▸ **ASSIGNMENT**: Could you write out exactly the lines from the one that contains "the green turtleneck" through the last line of the listing below, both included and nothing more?

(DATA UNDER STUDY)

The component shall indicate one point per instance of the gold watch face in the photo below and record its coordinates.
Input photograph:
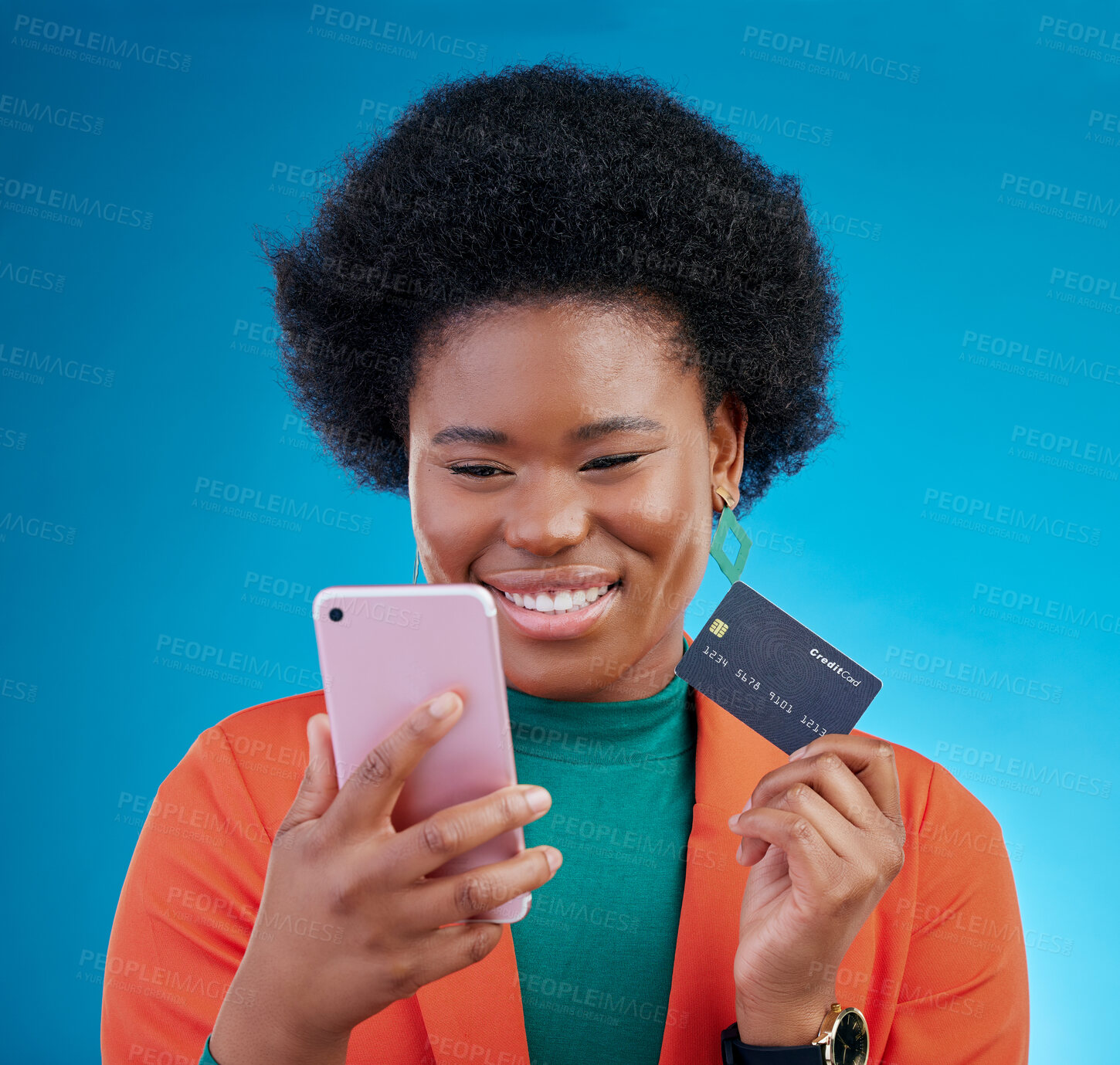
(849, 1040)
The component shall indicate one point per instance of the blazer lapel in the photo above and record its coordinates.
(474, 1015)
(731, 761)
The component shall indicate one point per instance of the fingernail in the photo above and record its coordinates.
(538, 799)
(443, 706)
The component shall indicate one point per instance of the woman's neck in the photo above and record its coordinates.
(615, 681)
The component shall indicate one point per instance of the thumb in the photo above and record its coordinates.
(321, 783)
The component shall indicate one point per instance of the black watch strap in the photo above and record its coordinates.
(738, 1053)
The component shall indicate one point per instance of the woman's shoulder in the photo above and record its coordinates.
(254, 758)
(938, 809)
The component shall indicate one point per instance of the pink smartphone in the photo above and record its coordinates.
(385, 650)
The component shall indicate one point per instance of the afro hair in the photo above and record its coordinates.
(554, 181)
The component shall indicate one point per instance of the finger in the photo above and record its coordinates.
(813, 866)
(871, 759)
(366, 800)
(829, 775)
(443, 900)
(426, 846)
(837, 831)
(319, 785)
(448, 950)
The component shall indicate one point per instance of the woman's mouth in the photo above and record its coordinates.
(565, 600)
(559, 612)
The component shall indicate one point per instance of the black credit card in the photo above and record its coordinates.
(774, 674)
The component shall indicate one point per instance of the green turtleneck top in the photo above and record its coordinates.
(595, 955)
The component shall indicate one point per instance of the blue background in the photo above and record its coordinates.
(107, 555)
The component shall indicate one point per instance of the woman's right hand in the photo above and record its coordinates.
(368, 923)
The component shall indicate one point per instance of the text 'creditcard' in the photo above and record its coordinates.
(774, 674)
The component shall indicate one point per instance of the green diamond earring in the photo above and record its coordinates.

(End DATA UNDER STUDY)

▸ **WRITTEN ANSWER**:
The component shall indicate one point per instance of the green turtleneck top in the photo above and record its coordinates.
(595, 955)
The component shall indicate one point per instance of the blue background in the photo above and record its coordinates.
(107, 555)
The component shall indicate one point per instance of the woman's right hand in the photo above and record its coordinates.
(368, 923)
The component shall indicate one point per instance of the text 'creditcard' in the photo above and record its coordinates.
(774, 674)
The component shall indicate one point per instance of the green diamond earring in the photo above and record its coordinates.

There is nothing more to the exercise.